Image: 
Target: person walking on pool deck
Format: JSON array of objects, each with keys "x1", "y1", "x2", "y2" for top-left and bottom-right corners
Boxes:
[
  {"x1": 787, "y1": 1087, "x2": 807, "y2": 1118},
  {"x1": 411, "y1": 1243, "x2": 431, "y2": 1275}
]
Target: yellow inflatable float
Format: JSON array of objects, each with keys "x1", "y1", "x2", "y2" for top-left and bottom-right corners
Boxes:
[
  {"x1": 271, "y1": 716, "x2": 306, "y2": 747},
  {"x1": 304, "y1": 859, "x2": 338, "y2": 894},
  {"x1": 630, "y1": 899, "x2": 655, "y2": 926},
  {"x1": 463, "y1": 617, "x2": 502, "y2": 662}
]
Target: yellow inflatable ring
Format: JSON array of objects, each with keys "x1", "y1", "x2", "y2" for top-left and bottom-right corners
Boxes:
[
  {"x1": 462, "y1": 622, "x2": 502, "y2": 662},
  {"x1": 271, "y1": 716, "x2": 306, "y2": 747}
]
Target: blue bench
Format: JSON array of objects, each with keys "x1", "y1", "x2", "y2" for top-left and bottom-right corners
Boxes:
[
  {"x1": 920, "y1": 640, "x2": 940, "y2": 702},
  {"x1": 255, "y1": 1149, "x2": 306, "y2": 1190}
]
++++
■ Task objective:
Rewrite the listing from the line containing "Target: yellow inflatable float" through its end, changing "inflatable" to "blow-up" and keeping everything else the same.

■ Task output:
Target: yellow blow-up float
Format: JSON array of objects, each with keys "x1", "y1", "x2", "y2" for top-left and bottom-right corners
Boxes:
[
  {"x1": 271, "y1": 716, "x2": 306, "y2": 747},
  {"x1": 304, "y1": 859, "x2": 338, "y2": 894},
  {"x1": 630, "y1": 899, "x2": 655, "y2": 926},
  {"x1": 463, "y1": 617, "x2": 502, "y2": 662}
]
Target: yellow blow-up ring
Format: JSON array of objects, each with keys "x1", "y1", "x2", "y2" for top-left and bottom-right corners
Boxes:
[
  {"x1": 462, "y1": 622, "x2": 502, "y2": 662},
  {"x1": 271, "y1": 716, "x2": 306, "y2": 747}
]
Target: blue bench
Format: JSON array of objects, each with keys "x1", "y1", "x2", "y2" for top-left and bottom-right corners
Boxes:
[
  {"x1": 920, "y1": 640, "x2": 940, "y2": 702},
  {"x1": 255, "y1": 1149, "x2": 306, "y2": 1190}
]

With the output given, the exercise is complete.